• **WHAT IS NEEDED**: Look through the records, and wherever the string "snow" turns up, copy out that line.

*** DATASET RECORDS ***

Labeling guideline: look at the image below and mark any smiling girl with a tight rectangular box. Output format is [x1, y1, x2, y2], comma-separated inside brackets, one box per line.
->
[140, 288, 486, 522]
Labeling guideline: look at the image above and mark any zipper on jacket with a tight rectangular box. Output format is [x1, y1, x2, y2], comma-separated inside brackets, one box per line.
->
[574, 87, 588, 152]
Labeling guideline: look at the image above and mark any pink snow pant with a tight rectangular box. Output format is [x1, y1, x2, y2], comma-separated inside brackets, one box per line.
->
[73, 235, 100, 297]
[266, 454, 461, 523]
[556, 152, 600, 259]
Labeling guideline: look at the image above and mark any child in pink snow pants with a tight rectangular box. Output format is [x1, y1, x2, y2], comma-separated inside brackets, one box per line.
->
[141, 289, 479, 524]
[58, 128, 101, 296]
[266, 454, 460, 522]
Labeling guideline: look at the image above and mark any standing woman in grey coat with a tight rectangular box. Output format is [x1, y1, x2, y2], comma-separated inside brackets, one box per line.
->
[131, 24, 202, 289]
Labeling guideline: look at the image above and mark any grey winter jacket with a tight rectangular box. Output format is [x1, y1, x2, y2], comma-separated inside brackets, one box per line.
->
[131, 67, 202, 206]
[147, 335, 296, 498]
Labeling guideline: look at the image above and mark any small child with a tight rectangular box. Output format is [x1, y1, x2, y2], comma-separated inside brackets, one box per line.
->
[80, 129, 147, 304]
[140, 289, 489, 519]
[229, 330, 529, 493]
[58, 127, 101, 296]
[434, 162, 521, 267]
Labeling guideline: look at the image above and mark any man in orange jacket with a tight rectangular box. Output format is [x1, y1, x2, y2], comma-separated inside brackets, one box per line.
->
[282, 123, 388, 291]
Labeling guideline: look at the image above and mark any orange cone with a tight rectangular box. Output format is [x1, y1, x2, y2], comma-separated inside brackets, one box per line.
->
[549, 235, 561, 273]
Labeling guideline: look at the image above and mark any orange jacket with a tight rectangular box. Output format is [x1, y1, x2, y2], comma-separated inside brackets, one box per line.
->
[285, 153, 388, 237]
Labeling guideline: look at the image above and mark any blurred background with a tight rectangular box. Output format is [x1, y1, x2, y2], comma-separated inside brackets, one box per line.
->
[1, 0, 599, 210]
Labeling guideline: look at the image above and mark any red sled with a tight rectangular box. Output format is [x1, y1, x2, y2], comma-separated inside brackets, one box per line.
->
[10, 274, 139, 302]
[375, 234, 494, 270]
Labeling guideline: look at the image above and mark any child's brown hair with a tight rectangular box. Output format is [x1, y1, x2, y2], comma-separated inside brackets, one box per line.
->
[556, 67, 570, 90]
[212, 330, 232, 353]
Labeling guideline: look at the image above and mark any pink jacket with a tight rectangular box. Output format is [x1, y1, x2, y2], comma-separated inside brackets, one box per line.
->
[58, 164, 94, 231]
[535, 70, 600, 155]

*** End of DATASET RECORDS ***

• **ANSWER TO THIS TASK**:
Labeling guideline: look at the image above and mark any pink snow pant with a tight rectangular box. Output format is [x1, y1, x2, y2], comma-separated inside brackets, one box per line.
Labeling guideline: look at the image above and mark any child in pink snow pants with a tight rectangular box. Output format is [x1, y1, x2, y2], comma-separated inside brackets, one box per line.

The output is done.